[Given entries]

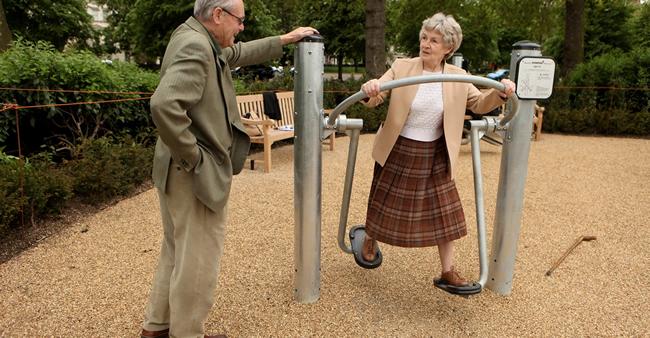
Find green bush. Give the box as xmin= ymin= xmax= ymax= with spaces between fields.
xmin=64 ymin=137 xmax=153 ymax=205
xmin=544 ymin=47 xmax=650 ymax=136
xmin=23 ymin=153 xmax=74 ymax=219
xmin=0 ymin=158 xmax=26 ymax=230
xmin=0 ymin=151 xmax=73 ymax=231
xmin=0 ymin=136 xmax=153 ymax=232
xmin=0 ymin=39 xmax=159 ymax=157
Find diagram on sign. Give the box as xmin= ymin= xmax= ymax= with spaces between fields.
xmin=515 ymin=57 xmax=556 ymax=100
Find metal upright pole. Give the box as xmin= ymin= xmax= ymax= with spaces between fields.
xmin=451 ymin=52 xmax=463 ymax=69
xmin=293 ymin=35 xmax=324 ymax=303
xmin=486 ymin=41 xmax=541 ymax=295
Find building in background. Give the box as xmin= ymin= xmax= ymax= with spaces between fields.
xmin=87 ymin=2 xmax=108 ymax=29
xmin=86 ymin=2 xmax=125 ymax=61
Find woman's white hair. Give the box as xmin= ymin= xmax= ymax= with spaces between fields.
xmin=194 ymin=0 xmax=235 ymax=21
xmin=420 ymin=13 xmax=462 ymax=60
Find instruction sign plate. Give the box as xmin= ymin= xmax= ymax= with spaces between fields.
xmin=515 ymin=57 xmax=555 ymax=100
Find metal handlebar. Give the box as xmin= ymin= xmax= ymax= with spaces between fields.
xmin=326 ymin=74 xmax=519 ymax=128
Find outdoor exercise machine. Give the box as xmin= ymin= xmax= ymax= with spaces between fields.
xmin=292 ymin=35 xmax=555 ymax=303
xmin=452 ymin=52 xmax=506 ymax=147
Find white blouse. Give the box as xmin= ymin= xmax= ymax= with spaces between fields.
xmin=400 ymin=70 xmax=444 ymax=142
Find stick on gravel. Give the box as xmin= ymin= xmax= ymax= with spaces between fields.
xmin=546 ymin=235 xmax=597 ymax=276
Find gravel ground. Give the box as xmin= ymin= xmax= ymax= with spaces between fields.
xmin=1 ymin=133 xmax=649 ymax=337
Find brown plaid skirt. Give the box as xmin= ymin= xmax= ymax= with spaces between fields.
xmin=365 ymin=135 xmax=467 ymax=247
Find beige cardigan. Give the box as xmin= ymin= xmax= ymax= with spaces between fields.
xmin=362 ymin=57 xmax=505 ymax=179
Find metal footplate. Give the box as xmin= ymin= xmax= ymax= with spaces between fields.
xmin=433 ymin=278 xmax=482 ymax=296
xmin=349 ymin=225 xmax=382 ymax=269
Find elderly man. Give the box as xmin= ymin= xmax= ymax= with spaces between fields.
xmin=140 ymin=0 xmax=317 ymax=337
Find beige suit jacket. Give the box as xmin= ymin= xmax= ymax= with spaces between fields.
xmin=363 ymin=57 xmax=505 ymax=179
xmin=150 ymin=17 xmax=282 ymax=212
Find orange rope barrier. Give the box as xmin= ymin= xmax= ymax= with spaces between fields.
xmin=0 ymin=86 xmax=645 ymax=113
xmin=553 ymin=86 xmax=650 ymax=91
xmin=234 ymin=90 xmax=360 ymax=95
xmin=241 ymin=87 xmax=650 ymax=95
xmin=0 ymin=97 xmax=151 ymax=113
xmin=0 ymin=87 xmax=153 ymax=95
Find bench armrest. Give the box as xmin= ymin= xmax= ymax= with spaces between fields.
xmin=241 ymin=118 xmax=275 ymax=126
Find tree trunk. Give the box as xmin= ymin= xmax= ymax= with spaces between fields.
xmin=562 ymin=0 xmax=584 ymax=77
xmin=365 ymin=0 xmax=386 ymax=79
xmin=0 ymin=0 xmax=12 ymax=51
xmin=337 ymin=53 xmax=344 ymax=81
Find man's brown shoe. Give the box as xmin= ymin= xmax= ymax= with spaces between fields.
xmin=141 ymin=328 xmax=169 ymax=338
xmin=205 ymin=335 xmax=227 ymax=338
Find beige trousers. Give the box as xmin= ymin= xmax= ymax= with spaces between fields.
xmin=143 ymin=162 xmax=227 ymax=338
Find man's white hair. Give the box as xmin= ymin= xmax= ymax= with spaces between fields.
xmin=194 ymin=0 xmax=235 ymax=21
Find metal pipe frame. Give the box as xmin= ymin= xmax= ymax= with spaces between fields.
xmin=328 ymin=75 xmax=519 ymax=278
xmin=294 ymin=38 xmax=538 ymax=300
xmin=293 ymin=35 xmax=324 ymax=304
xmin=486 ymin=41 xmax=542 ymax=295
xmin=327 ymin=74 xmax=519 ymax=128
xmin=336 ymin=126 xmax=362 ymax=254
xmin=468 ymin=118 xmax=499 ymax=287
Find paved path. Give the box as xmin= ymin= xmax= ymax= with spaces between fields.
xmin=1 ymin=134 xmax=649 ymax=336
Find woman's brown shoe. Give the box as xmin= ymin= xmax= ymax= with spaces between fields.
xmin=362 ymin=236 xmax=378 ymax=262
xmin=439 ymin=266 xmax=470 ymax=287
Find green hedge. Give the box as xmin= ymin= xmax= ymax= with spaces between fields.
xmin=0 ymin=39 xmax=159 ymax=157
xmin=544 ymin=47 xmax=650 ymax=136
xmin=0 ymin=41 xmax=158 ymax=235
xmin=0 ymin=138 xmax=153 ymax=232
xmin=0 ymin=152 xmax=72 ymax=232
xmin=65 ymin=137 xmax=154 ymax=204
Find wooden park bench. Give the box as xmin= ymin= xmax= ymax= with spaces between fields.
xmin=236 ymin=91 xmax=335 ymax=173
xmin=533 ymin=104 xmax=545 ymax=141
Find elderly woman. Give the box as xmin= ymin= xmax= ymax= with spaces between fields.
xmin=359 ymin=13 xmax=515 ymax=291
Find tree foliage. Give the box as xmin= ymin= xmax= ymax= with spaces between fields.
xmin=235 ymin=0 xmax=281 ymax=42
xmin=97 ymin=0 xmax=280 ymax=66
xmin=489 ymin=0 xmax=562 ymax=66
xmin=3 ymin=0 xmax=95 ymax=51
xmin=93 ymin=0 xmax=134 ymax=59
xmin=125 ymin=0 xmax=193 ymax=65
xmin=584 ymin=0 xmax=633 ymax=60
xmin=629 ymin=2 xmax=650 ymax=48
xmin=296 ymin=0 xmax=365 ymax=76
xmin=264 ymin=0 xmax=301 ymax=33
xmin=388 ymin=0 xmax=499 ymax=71
xmin=3 ymin=0 xmax=646 ymax=84
xmin=386 ymin=0 xmax=567 ymax=72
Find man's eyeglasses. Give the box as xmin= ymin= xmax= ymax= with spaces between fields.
xmin=222 ymin=8 xmax=245 ymax=25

[What the exercise asks]
Only the lines from the one that holds "Find man's eyeglasses." through the end of the records should appear in the answer, each restated exactly.

[Written answer]
Find man's eyeglasses. Give the box as xmin= ymin= xmax= ymax= with spaces between fields.
xmin=222 ymin=8 xmax=245 ymax=25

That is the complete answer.